Re: Comments on: "Character Set" Considered Harmful

Bob Jung (bobj@netscape.com)
Wed, 26 Apr 95 21:14:51 EDT

At 2:07 PM 4/22/95, Larry Masinter wrote:
>> While this helps content providers to get their documents rendered correctly,
>> we do not see this as a total solution. We need a way to label within HTML,
>> so that documents can be self-labeling and easier for content developers to
>> add this info.
>
>The general resistance to labelling character set within the document
>itself is that it doesn't work for things that are not consistent with
>US-ASCII, e.g., unicode-1-1-ucs2 (or whatever it will be called).

Yes, most popularly used character code set encodings are ASCII supersets.
Are there any examples of ones that are not?

Since Unicode is not really being used today in HTML, couldn't we stipulate that
Unicode HTML use UTF8 encoding? If so, then this would not be an issue.

PROVIDED INFORMATION:

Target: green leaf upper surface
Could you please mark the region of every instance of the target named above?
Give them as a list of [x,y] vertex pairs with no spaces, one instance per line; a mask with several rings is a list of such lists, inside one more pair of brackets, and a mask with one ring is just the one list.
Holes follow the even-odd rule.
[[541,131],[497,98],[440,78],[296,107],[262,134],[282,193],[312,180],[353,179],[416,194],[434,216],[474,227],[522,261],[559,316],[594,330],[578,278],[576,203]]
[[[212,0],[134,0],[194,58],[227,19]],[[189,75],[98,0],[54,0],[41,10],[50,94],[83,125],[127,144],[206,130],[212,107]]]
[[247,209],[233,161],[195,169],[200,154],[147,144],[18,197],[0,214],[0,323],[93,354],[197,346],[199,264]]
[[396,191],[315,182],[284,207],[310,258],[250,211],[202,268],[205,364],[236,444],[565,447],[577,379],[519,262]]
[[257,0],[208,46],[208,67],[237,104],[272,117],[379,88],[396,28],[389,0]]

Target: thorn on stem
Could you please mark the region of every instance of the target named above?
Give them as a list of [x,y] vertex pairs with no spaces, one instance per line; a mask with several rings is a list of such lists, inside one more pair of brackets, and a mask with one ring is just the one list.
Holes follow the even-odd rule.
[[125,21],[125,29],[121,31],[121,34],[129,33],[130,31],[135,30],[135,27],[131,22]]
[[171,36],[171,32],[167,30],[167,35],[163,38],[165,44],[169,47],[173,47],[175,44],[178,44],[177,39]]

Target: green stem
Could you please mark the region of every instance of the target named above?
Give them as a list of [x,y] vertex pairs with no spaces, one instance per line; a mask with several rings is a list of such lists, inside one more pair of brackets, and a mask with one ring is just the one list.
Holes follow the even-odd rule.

STATED EXERCISE A: In the character-set post, which encoding does Bob Jung propose requiring for Unicode HTML?
STATED EXERCISE B: Carry on the character-set post from its last sentence.
The listing is taken from a different source than the character-set post.

EXERCISE RESPONSE A: UTF8.

EXERCISE RESPONSE B:
One drawback to UTF8 in that the size of Asian characters size expand. But
mono-lingual documents could still use the national encodings (JIS, GB, KSC,
Big5, etc.) and this would also avoid the Unicode unified CJK rendering
problem. Like it or not, these encodings will have to be supported because of
the amount of existing data.

>For example, you could have your server use a file naming convention:
>
>file.html.utf8 => file.html in unicode-1-1-utf8
>file.html.iso-2022-jp => file.html in iso-2022-up
>
>This is simple enough for content developers to deal with, and doesn't
>muck up either the standard or the protocol.
>
>Of course, there are lots of other ways to associate similar
>meta-information with documents (.meta files, etc.), but since you're
>already using 'file name' to indicate content-type, loading more of
>the content-type information into the file name seems reasonable.

I'm not convinced that this is reasonable. It seems that we don't want to start
loading up file extensions with a lot more info. Is "charset" an exception?
What do others think?

(Another minor point, is that Windows filesystems have the 8byte filename
+ 3byte extension limitation. But will anyone use these for servers anyway?)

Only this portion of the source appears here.